EXERCISE:
Answer these questions from the text below on used-vehicle tariffs:
1. What declared value do most imported used vehicles enter the ports with, according to the source?
2. What Most Favored Nation tariff rate applies to passenger cars?
3. By how much can the government raise the original rate when it creates a new tariff line through extraction?

TEXT:
— begin —

MANILA, PHILIPPINES: Proposals to increase tariffs on imported used vehicles will not stop their entry because of the rampant practice of "undervaluation" at the Bureau of Customs, an industry source last week said.

The source, reacting to the President's pronouncements following a court decision declaring the two-year-old ban on imported used cars "unconstitutional," said that majority of these vehicles enter the ports with declared values of less than $500 (P27,500). The real transaction value could in fact be as high as $20,000 (P1.1 million).

"The solution is, while [we adopt] transaction value [as basis for collecting tariffs], we have to establish the real value of the imports," the source said, noting that this is allowed under World Trade Organization rules.

"If the value is suspect, we can make a determination of the real value," the source explained, for example, using the value of a like item.

Moreover, under the Tariff and Customs Code, Malaca§ang can only double the existing tariff, which may not have much impact, the source said.

Motor vehicles with 10 seats or more as well as passenger cars are subject to a 30% Most Favored Nation or MFN tariff, while trucks and buses are charged 15% to 20%.

An earlier plan is to extract used motor vehicles from existing tariff lines, which do not make a distinction between new and used vehicles.

Extraction is permitted under the Tariff Code but the new tariff line must proceed from the original rate, which the government can increase by 100% or double the existing rate, the source said.

— end —

DATA LISTING:
— begin —

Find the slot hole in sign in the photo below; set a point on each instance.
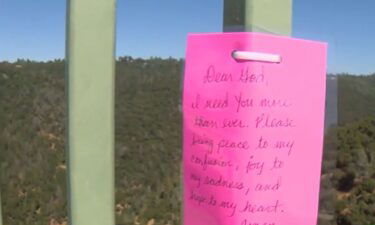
(256, 56)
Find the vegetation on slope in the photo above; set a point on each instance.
(148, 145)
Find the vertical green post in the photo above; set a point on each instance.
(90, 77)
(266, 16)
(1, 214)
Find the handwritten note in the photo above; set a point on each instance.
(253, 131)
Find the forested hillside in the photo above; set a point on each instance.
(148, 145)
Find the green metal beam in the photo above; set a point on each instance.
(90, 74)
(266, 16)
(1, 215)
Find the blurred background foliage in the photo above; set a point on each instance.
(148, 145)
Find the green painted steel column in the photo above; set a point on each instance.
(266, 16)
(90, 77)
(1, 214)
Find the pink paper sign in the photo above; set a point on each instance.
(253, 131)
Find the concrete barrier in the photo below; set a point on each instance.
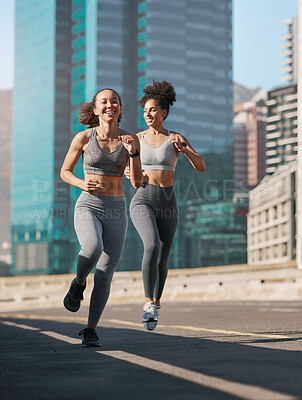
(234, 282)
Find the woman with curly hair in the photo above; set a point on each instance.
(153, 208)
(100, 216)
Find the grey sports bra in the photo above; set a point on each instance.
(162, 157)
(97, 161)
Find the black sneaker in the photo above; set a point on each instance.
(72, 301)
(90, 338)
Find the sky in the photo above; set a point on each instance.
(257, 27)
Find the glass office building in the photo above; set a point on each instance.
(41, 133)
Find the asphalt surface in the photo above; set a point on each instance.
(204, 350)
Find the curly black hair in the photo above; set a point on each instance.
(163, 92)
(86, 115)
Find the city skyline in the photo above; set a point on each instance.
(265, 33)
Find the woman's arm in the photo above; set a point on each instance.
(195, 159)
(71, 159)
(131, 143)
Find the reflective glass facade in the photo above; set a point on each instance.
(190, 44)
(41, 131)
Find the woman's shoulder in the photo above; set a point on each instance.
(179, 134)
(139, 134)
(83, 137)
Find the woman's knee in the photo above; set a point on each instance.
(92, 251)
(152, 247)
(102, 278)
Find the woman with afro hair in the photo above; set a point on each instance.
(153, 208)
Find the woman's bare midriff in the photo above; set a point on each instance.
(106, 185)
(159, 178)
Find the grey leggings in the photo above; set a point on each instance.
(101, 224)
(154, 214)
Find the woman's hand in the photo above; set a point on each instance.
(129, 143)
(176, 140)
(127, 171)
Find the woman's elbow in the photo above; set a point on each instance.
(137, 184)
(62, 175)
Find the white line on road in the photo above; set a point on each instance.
(279, 309)
(63, 338)
(30, 328)
(244, 391)
(139, 325)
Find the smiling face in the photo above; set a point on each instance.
(153, 113)
(107, 106)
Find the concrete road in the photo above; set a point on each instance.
(204, 350)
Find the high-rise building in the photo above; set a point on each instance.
(271, 219)
(249, 141)
(41, 134)
(289, 53)
(281, 127)
(189, 43)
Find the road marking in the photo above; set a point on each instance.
(63, 338)
(242, 390)
(30, 328)
(279, 309)
(227, 332)
(135, 324)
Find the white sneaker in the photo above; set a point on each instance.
(150, 315)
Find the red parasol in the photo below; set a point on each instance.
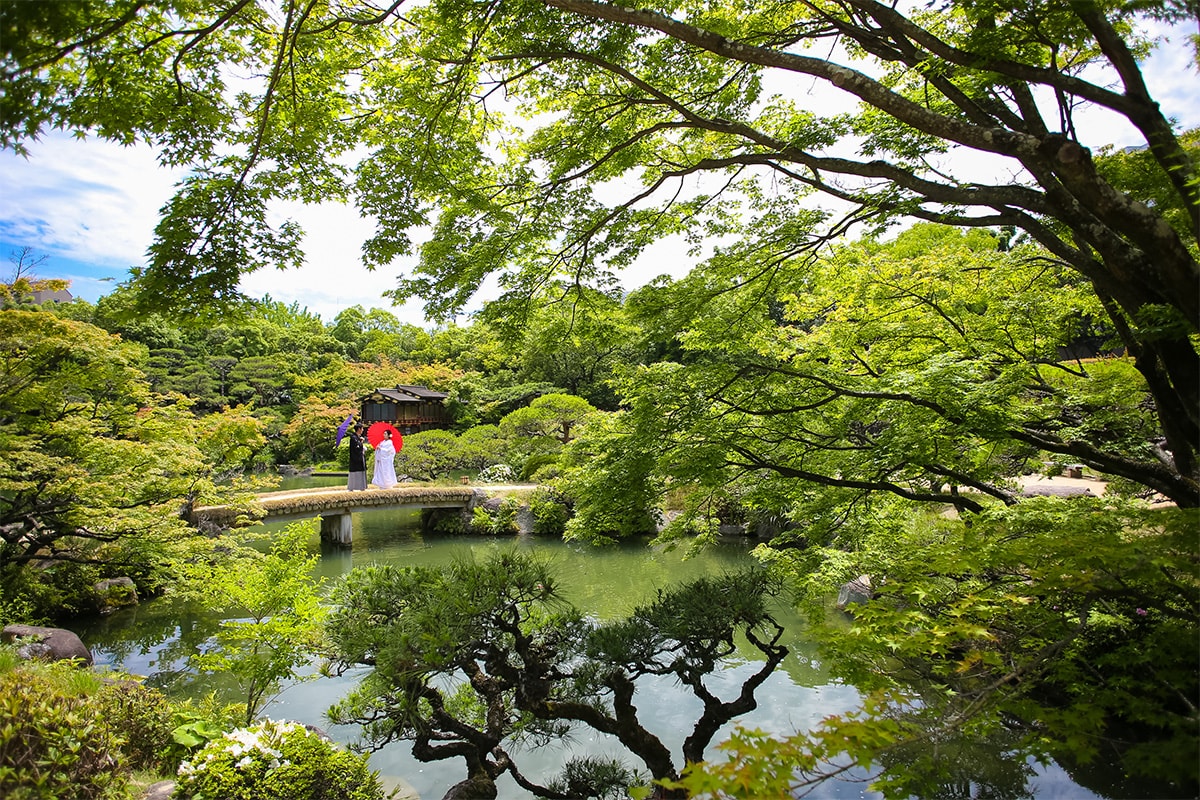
(375, 434)
(342, 428)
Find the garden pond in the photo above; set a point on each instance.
(156, 638)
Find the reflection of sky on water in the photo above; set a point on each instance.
(156, 639)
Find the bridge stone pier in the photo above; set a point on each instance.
(335, 507)
(337, 529)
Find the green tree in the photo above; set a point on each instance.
(918, 368)
(430, 455)
(1068, 625)
(551, 416)
(573, 338)
(657, 96)
(95, 469)
(473, 656)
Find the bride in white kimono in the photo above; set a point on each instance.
(385, 468)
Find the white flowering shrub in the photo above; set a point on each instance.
(275, 761)
(496, 474)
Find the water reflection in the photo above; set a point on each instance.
(156, 638)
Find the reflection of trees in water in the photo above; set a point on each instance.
(960, 765)
(168, 632)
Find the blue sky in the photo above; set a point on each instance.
(90, 208)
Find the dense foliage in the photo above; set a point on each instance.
(475, 659)
(717, 122)
(869, 407)
(276, 761)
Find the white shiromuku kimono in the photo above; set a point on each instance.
(385, 468)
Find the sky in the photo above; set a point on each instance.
(90, 206)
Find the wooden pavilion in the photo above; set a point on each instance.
(412, 409)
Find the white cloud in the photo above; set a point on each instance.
(97, 203)
(89, 200)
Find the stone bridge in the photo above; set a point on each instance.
(335, 506)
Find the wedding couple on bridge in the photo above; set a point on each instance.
(385, 456)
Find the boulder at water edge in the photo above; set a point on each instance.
(855, 591)
(46, 643)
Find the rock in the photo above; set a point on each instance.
(317, 732)
(473, 788)
(526, 521)
(160, 791)
(114, 594)
(855, 591)
(46, 643)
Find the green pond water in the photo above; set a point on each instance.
(156, 639)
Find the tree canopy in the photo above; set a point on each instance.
(561, 137)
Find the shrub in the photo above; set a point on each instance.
(53, 744)
(276, 761)
(497, 474)
(550, 512)
(143, 717)
(502, 522)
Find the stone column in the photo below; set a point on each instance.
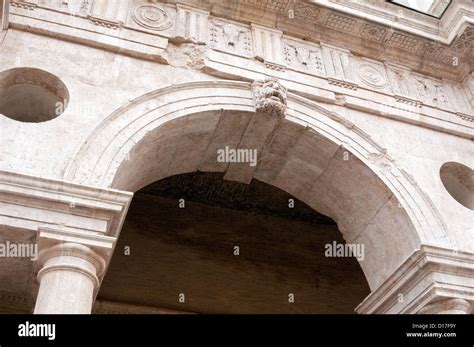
(447, 306)
(4, 4)
(68, 278)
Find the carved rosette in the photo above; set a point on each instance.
(270, 97)
(372, 76)
(152, 17)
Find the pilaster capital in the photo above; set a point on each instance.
(270, 97)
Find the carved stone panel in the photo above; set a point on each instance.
(303, 57)
(371, 74)
(152, 17)
(229, 37)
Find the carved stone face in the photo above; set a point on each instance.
(270, 96)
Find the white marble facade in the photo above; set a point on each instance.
(129, 71)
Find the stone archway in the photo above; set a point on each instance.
(315, 155)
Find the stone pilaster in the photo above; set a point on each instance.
(70, 274)
(4, 9)
(434, 280)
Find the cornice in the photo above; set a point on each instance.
(32, 202)
(431, 272)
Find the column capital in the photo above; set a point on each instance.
(4, 10)
(270, 97)
(433, 279)
(95, 249)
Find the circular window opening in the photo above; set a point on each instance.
(458, 179)
(31, 95)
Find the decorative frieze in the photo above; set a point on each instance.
(27, 5)
(270, 97)
(191, 25)
(267, 45)
(279, 53)
(372, 75)
(305, 11)
(373, 32)
(304, 57)
(229, 37)
(152, 17)
(340, 22)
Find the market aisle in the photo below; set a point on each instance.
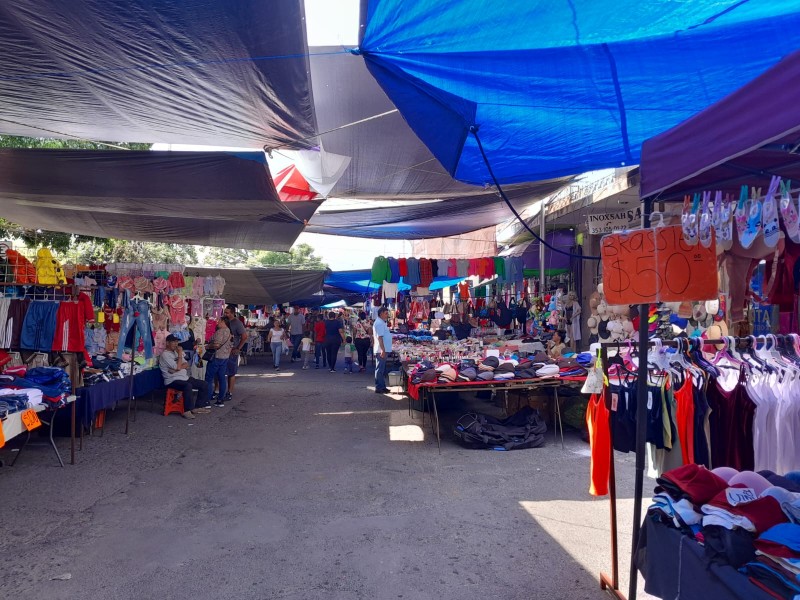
(297, 491)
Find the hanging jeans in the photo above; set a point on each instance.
(137, 317)
(277, 348)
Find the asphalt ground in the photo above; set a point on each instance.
(307, 486)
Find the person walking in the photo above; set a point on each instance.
(297, 325)
(217, 368)
(275, 339)
(334, 338)
(306, 343)
(382, 347)
(362, 337)
(238, 341)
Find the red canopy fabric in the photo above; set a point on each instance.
(292, 186)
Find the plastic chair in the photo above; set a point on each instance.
(174, 402)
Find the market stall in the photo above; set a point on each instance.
(92, 334)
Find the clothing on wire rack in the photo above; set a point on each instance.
(737, 407)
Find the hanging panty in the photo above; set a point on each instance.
(740, 216)
(705, 230)
(753, 212)
(772, 230)
(789, 212)
(722, 220)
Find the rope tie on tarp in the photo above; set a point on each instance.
(473, 129)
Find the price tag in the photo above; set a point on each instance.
(30, 419)
(740, 495)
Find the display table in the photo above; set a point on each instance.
(13, 427)
(426, 393)
(105, 395)
(675, 566)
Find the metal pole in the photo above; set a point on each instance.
(641, 421)
(542, 233)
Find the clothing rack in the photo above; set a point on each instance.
(611, 584)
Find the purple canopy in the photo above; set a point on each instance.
(746, 137)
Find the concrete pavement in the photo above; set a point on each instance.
(307, 486)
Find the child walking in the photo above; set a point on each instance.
(305, 345)
(349, 352)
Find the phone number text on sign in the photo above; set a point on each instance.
(657, 265)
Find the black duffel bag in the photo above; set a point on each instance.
(523, 429)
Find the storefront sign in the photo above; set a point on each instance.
(616, 221)
(30, 419)
(656, 265)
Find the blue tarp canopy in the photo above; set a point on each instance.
(559, 87)
(359, 281)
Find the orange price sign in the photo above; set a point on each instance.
(30, 419)
(657, 265)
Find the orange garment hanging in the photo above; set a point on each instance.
(598, 422)
(684, 418)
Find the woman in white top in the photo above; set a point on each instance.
(275, 339)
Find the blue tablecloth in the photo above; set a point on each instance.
(106, 395)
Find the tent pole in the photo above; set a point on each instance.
(611, 584)
(542, 249)
(641, 420)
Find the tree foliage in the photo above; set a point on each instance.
(15, 141)
(301, 257)
(58, 241)
(82, 249)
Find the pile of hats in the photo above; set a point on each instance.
(736, 514)
(447, 373)
(609, 323)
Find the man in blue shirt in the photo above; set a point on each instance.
(382, 346)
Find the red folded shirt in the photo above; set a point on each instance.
(697, 483)
(763, 512)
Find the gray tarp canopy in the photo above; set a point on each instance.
(265, 285)
(215, 198)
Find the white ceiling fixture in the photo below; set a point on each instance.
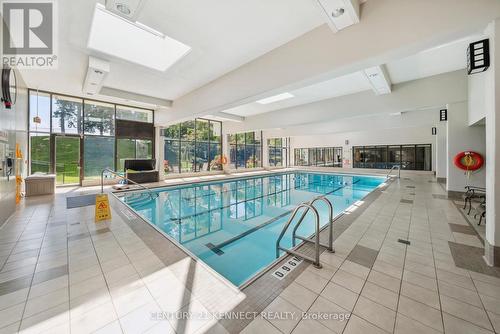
(379, 79)
(275, 98)
(132, 41)
(126, 8)
(222, 116)
(97, 71)
(340, 14)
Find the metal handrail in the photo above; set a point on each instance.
(392, 168)
(314, 260)
(151, 193)
(323, 198)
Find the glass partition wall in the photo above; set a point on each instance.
(245, 150)
(410, 157)
(77, 138)
(193, 146)
(319, 156)
(278, 149)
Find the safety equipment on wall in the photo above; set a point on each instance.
(468, 161)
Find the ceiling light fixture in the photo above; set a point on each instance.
(275, 98)
(338, 12)
(123, 8)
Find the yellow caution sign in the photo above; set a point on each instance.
(102, 209)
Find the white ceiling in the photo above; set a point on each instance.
(348, 84)
(445, 58)
(223, 35)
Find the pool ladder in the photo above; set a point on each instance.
(308, 206)
(398, 167)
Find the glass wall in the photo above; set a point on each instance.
(193, 146)
(277, 149)
(318, 156)
(410, 157)
(245, 150)
(93, 125)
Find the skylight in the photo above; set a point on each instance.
(275, 98)
(133, 41)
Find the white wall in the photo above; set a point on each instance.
(462, 137)
(418, 135)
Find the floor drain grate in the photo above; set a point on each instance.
(403, 241)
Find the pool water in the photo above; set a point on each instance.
(233, 225)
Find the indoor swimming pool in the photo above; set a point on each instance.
(233, 225)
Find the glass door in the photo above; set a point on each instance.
(67, 160)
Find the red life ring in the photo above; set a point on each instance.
(468, 160)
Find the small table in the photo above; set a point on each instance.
(40, 184)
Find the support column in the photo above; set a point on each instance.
(492, 242)
(441, 152)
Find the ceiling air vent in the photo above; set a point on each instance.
(340, 14)
(128, 9)
(96, 73)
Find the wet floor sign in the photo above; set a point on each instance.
(102, 209)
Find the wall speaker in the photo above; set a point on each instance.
(478, 56)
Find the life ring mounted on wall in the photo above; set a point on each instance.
(468, 161)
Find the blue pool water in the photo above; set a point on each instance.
(233, 225)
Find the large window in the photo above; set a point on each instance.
(277, 149)
(193, 146)
(96, 131)
(245, 150)
(411, 157)
(132, 149)
(318, 156)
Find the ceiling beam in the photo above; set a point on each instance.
(389, 29)
(124, 95)
(408, 96)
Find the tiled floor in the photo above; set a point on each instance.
(61, 272)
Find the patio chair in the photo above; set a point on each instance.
(480, 210)
(473, 194)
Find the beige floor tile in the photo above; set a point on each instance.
(420, 280)
(388, 269)
(312, 280)
(420, 312)
(340, 295)
(349, 281)
(355, 269)
(377, 314)
(453, 278)
(141, 319)
(311, 326)
(385, 281)
(357, 325)
(420, 294)
(11, 314)
(380, 295)
(260, 326)
(458, 326)
(299, 296)
(464, 295)
(45, 302)
(336, 316)
(284, 324)
(406, 325)
(465, 311)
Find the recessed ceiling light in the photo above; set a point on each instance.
(338, 12)
(275, 98)
(123, 8)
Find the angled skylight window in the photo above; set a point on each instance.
(275, 98)
(133, 41)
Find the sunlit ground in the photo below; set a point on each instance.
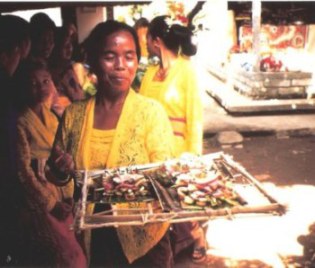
(265, 237)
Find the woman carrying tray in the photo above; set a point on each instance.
(117, 127)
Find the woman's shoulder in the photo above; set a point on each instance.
(76, 107)
(147, 102)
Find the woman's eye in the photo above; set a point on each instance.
(33, 84)
(109, 57)
(46, 81)
(130, 56)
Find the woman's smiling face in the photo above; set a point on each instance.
(118, 62)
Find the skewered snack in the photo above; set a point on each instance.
(197, 183)
(121, 187)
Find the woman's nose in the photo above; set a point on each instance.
(120, 63)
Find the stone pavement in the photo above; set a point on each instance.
(217, 119)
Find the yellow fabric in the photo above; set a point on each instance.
(143, 135)
(35, 140)
(180, 95)
(100, 143)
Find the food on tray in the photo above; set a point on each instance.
(197, 183)
(121, 187)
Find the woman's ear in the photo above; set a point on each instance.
(157, 42)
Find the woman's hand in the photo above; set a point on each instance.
(61, 166)
(62, 161)
(62, 209)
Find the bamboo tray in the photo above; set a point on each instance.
(255, 197)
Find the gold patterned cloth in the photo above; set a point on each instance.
(34, 145)
(143, 135)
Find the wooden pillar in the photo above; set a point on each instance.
(256, 25)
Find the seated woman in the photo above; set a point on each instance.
(117, 127)
(60, 65)
(48, 211)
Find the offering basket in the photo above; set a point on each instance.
(172, 196)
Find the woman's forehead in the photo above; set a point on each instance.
(119, 38)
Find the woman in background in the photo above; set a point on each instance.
(48, 209)
(174, 83)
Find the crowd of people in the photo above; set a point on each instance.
(58, 115)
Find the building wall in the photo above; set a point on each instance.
(87, 18)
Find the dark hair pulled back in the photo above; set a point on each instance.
(176, 37)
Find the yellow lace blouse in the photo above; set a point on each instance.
(143, 135)
(100, 143)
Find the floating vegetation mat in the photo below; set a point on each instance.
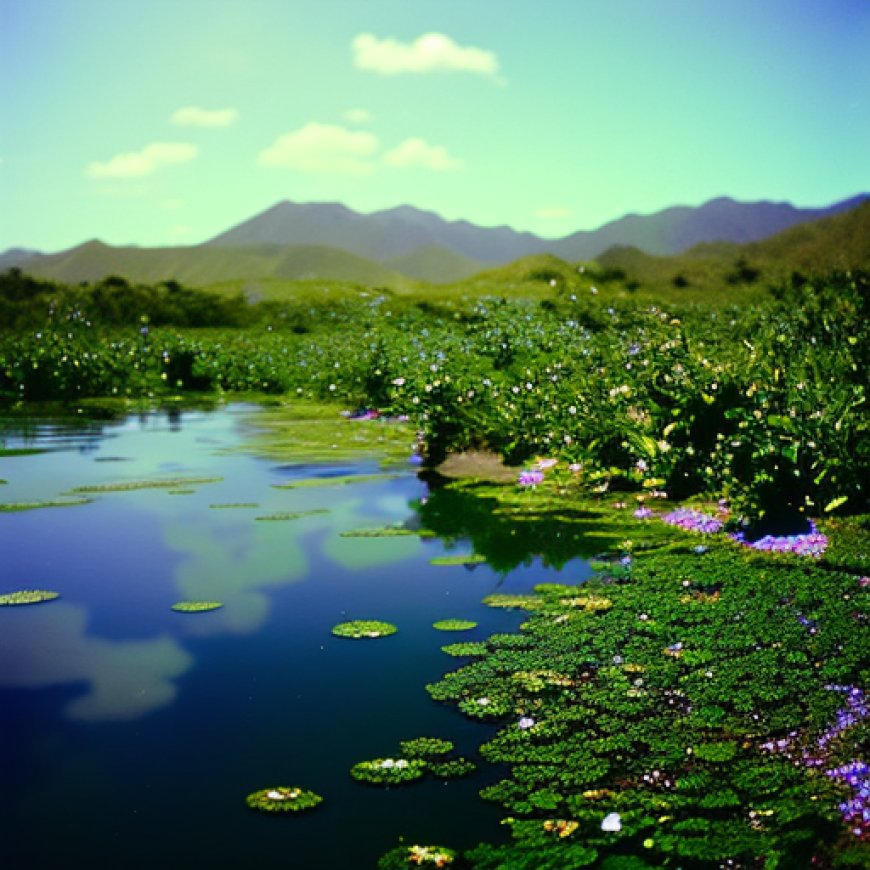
(13, 507)
(28, 596)
(389, 771)
(512, 602)
(470, 559)
(129, 485)
(417, 856)
(386, 532)
(420, 756)
(291, 515)
(283, 799)
(706, 711)
(454, 625)
(343, 480)
(196, 606)
(363, 628)
(425, 747)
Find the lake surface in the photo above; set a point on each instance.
(131, 733)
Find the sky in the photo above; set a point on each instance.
(166, 122)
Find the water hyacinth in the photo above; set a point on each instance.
(812, 543)
(692, 521)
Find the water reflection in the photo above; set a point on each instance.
(537, 529)
(49, 645)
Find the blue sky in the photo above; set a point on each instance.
(167, 122)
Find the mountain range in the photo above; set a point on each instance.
(292, 241)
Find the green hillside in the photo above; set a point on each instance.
(436, 264)
(838, 242)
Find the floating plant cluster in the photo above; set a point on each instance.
(359, 629)
(403, 857)
(467, 559)
(28, 596)
(196, 606)
(637, 730)
(283, 799)
(812, 543)
(454, 625)
(692, 521)
(418, 757)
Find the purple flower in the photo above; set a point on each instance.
(530, 477)
(692, 521)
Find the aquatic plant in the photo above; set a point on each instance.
(358, 629)
(13, 507)
(454, 625)
(468, 559)
(157, 483)
(425, 747)
(28, 596)
(453, 768)
(668, 726)
(389, 771)
(283, 799)
(385, 532)
(403, 857)
(464, 648)
(196, 606)
(291, 515)
(342, 480)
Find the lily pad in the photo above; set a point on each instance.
(389, 771)
(454, 625)
(453, 768)
(130, 485)
(417, 856)
(466, 648)
(358, 629)
(13, 507)
(468, 559)
(387, 532)
(28, 596)
(283, 799)
(196, 606)
(425, 747)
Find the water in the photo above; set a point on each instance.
(131, 734)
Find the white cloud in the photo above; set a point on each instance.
(322, 148)
(194, 116)
(358, 116)
(431, 52)
(418, 153)
(136, 164)
(553, 212)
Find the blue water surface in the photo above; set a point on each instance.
(131, 734)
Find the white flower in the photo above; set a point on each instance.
(612, 823)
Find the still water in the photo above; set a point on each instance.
(131, 734)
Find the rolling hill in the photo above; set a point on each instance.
(404, 245)
(201, 266)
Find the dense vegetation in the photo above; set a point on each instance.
(692, 704)
(762, 404)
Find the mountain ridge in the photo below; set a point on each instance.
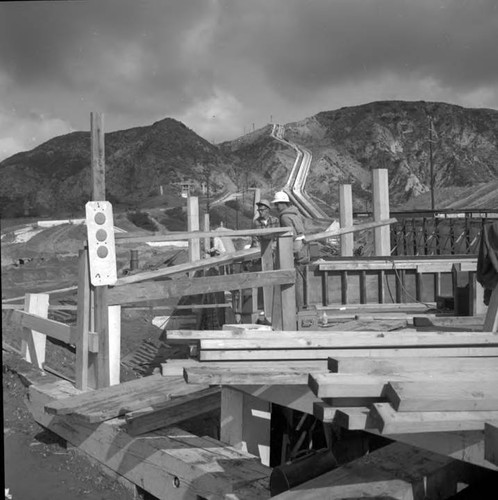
(346, 144)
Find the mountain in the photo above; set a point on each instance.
(54, 178)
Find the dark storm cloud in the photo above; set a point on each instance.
(311, 44)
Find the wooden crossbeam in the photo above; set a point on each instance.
(388, 421)
(347, 230)
(193, 235)
(394, 471)
(220, 260)
(45, 326)
(139, 292)
(454, 395)
(176, 366)
(391, 263)
(281, 354)
(334, 385)
(116, 400)
(332, 339)
(247, 375)
(393, 365)
(170, 463)
(173, 411)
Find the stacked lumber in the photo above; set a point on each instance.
(391, 382)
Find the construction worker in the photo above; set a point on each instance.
(289, 216)
(263, 221)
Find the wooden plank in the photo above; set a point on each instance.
(456, 395)
(336, 385)
(44, 326)
(395, 471)
(491, 442)
(295, 397)
(388, 421)
(139, 292)
(220, 260)
(247, 375)
(347, 230)
(175, 366)
(173, 411)
(346, 218)
(260, 354)
(189, 235)
(170, 463)
(394, 263)
(83, 325)
(34, 341)
(339, 339)
(116, 400)
(353, 416)
(392, 365)
(287, 290)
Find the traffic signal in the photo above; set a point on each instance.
(101, 247)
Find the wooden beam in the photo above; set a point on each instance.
(220, 260)
(175, 367)
(117, 400)
(388, 421)
(173, 411)
(34, 341)
(395, 471)
(43, 326)
(83, 325)
(411, 352)
(287, 290)
(393, 365)
(346, 218)
(194, 244)
(380, 191)
(340, 339)
(245, 375)
(139, 292)
(169, 463)
(359, 227)
(456, 395)
(191, 235)
(491, 320)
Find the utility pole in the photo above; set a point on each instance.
(431, 164)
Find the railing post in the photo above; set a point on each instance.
(381, 211)
(346, 218)
(284, 318)
(33, 343)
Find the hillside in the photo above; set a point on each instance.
(54, 178)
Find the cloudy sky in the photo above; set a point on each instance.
(223, 67)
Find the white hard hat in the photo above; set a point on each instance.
(281, 197)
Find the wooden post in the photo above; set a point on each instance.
(245, 423)
(207, 239)
(381, 211)
(346, 218)
(83, 326)
(98, 156)
(194, 247)
(287, 313)
(33, 343)
(267, 265)
(491, 320)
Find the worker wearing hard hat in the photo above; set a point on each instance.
(290, 217)
(263, 220)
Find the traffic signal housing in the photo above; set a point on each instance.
(101, 245)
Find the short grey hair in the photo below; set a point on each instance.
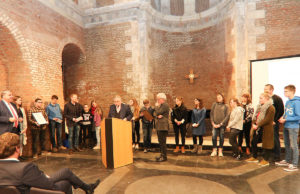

— end —

TASK SOLUTION:
1. Less than $500 (P27,500).
2. 30%.
3. By 100%, which doubles the existing rate.